EXERCISE OBJECTIVE
Throughout the listing below, copy each line containing "order".
Segment Start: GIVEN ENTRIES
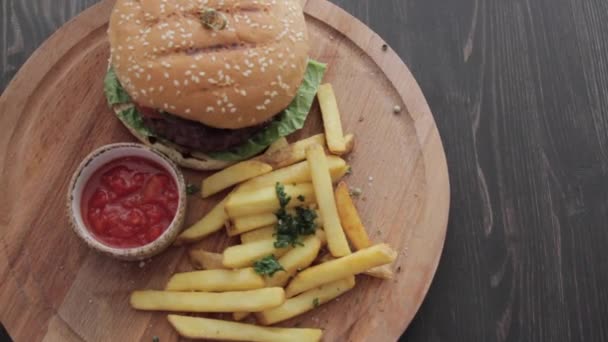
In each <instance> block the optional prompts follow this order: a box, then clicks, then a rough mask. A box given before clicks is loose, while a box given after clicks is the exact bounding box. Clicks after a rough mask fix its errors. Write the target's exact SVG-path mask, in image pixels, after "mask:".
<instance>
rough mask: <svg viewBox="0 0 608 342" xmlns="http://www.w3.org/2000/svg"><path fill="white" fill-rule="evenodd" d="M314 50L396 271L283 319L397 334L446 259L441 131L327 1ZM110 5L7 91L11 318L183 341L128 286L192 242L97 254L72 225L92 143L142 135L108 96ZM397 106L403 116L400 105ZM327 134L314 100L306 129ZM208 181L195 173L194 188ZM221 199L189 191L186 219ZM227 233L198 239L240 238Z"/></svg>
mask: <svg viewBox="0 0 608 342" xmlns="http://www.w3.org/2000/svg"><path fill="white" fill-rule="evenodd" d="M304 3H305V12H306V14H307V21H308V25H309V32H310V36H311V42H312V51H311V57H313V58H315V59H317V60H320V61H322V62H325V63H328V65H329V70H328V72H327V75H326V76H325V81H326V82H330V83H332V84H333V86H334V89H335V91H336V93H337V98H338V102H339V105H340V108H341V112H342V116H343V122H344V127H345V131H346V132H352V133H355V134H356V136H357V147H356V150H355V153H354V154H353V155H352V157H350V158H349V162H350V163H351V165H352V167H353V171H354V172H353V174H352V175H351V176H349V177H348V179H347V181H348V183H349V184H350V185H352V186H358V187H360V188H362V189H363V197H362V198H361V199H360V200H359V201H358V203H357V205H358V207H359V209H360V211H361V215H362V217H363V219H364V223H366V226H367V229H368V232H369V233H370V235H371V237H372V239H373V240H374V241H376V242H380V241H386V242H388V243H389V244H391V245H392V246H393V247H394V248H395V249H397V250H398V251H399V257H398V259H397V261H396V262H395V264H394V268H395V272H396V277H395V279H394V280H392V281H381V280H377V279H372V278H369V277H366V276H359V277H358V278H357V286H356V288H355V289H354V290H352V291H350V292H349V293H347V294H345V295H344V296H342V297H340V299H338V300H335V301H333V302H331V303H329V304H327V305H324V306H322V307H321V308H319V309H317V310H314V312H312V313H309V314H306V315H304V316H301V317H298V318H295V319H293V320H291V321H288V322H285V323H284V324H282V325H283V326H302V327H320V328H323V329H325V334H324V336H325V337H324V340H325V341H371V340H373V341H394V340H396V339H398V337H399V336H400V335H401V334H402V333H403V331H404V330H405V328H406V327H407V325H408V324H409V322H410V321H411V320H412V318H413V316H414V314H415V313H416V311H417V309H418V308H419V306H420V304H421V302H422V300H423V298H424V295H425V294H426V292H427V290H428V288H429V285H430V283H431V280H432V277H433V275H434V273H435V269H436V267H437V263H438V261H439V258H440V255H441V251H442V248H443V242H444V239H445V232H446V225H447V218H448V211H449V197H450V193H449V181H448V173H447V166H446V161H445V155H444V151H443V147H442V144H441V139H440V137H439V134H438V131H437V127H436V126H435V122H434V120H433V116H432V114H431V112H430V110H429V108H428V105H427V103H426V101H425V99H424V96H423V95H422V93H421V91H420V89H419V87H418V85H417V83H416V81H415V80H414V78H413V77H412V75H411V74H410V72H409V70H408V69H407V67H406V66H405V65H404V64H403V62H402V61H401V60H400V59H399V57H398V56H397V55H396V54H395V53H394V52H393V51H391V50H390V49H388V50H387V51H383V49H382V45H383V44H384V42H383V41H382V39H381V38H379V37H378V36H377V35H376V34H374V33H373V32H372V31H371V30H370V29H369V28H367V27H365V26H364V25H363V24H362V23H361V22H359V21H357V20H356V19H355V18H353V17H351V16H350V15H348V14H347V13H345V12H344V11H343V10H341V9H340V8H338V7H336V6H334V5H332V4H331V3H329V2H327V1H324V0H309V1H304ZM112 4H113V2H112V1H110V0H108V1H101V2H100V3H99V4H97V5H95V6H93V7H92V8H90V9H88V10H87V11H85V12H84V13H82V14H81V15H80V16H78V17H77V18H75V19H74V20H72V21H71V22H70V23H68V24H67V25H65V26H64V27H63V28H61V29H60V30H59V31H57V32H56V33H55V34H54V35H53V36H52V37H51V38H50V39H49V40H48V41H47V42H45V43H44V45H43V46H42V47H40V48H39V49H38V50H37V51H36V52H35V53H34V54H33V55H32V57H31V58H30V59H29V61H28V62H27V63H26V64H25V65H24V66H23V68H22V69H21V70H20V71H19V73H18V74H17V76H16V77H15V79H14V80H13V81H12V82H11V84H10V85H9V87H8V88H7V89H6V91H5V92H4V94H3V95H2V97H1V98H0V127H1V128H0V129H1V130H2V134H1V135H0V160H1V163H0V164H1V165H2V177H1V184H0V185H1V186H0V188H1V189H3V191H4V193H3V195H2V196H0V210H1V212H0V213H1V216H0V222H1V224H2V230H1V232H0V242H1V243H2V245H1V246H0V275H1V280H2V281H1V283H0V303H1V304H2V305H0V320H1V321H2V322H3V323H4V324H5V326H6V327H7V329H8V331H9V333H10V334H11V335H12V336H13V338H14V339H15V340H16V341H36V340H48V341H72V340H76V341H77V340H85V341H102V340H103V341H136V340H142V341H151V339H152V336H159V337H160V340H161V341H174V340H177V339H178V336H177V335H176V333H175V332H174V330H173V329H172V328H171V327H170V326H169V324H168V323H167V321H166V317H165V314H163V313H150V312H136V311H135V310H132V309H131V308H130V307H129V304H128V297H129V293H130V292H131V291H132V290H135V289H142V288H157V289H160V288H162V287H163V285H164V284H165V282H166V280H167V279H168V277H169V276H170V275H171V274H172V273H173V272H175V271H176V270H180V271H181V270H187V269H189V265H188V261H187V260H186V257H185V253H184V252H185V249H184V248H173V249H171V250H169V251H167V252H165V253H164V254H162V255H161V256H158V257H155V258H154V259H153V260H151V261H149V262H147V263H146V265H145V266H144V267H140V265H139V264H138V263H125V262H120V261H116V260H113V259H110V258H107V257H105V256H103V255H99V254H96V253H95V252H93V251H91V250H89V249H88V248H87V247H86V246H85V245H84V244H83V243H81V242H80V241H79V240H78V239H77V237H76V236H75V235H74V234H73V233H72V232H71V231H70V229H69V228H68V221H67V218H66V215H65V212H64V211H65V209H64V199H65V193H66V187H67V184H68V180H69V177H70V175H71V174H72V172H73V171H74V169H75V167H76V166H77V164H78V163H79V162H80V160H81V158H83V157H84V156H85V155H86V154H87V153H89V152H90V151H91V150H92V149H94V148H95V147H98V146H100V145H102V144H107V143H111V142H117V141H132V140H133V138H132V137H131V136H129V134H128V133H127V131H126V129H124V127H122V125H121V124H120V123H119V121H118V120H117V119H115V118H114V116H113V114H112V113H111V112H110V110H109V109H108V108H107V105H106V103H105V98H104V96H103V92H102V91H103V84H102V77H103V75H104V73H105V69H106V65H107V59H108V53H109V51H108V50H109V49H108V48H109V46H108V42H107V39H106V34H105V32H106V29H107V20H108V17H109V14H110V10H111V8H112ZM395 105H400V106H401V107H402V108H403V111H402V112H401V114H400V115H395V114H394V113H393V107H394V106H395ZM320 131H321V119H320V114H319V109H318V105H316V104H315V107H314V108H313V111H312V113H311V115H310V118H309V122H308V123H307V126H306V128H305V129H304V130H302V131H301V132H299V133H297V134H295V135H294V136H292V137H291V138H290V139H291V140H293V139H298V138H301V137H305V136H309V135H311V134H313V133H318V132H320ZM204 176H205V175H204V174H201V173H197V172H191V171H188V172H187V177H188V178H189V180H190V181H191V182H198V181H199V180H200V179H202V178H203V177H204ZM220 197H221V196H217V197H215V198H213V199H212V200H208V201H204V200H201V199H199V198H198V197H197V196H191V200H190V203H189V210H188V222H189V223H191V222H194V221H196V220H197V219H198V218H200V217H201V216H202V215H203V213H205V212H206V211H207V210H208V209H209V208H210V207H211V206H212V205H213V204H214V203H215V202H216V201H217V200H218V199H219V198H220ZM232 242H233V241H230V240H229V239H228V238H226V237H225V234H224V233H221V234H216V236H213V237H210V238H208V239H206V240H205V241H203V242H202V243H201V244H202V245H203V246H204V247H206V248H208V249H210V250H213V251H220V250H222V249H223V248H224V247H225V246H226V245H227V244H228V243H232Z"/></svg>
Segment End: GIVEN ENTRIES
Segment Start: GIVEN ENTRIES
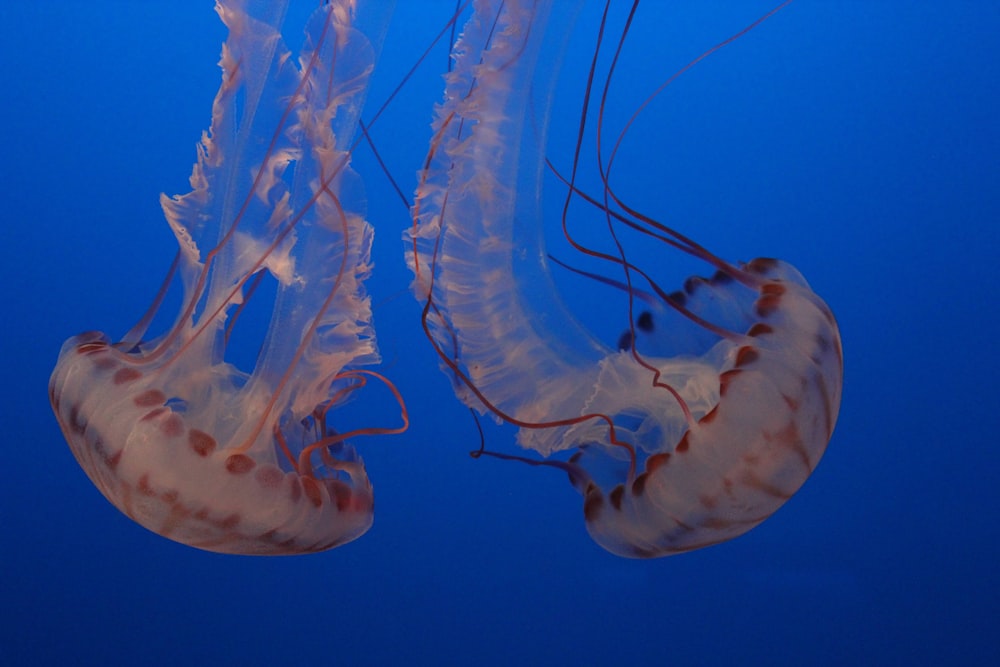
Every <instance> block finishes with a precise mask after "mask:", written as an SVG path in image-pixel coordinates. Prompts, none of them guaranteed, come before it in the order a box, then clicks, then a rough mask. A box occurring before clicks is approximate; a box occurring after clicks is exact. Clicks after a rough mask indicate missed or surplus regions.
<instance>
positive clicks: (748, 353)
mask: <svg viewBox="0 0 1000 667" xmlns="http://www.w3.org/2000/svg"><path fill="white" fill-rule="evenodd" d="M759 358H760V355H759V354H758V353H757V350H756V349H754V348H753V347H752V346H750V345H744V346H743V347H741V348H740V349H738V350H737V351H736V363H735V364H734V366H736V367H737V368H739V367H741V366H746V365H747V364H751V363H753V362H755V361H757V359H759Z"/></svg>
Segment End: GIVEN ENTRIES
RESPONSE BOX
In each <instance> block the optional prompts follow this order: a box, then clicks, then a rough mask. A box given before clicks is loose, while a box given after clicks is the exact bounding box. Clicks after a rough mask fix its errors. Write the target's exact SVG-path mask, in image pixels, after "mask:".
Every <instance> block finishes with a precise mask after "mask:", written as an SVG path in image-pixel coordinates. Prompts, none of them guaranteed, come before it in the order a box, then clicks, then a rough mask. A box occurring before clicks is approximate; a box occurring after clicks is exact. Clicks after a rough mask indicate missed or surplus regions.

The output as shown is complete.